Print out the full listing, exactly.
Top of Task inputs
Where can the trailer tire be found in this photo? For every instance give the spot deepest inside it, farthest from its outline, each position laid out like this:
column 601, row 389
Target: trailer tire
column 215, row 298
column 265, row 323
Bottom of Task inputs
▸ Answer to the problem:
Where can the trailer tire be found in this photo? For every instance give the spot deepest inside it, farthest from its outline, each position laid out like this:
column 601, row 389
Target: trailer tire
column 215, row 298
column 265, row 323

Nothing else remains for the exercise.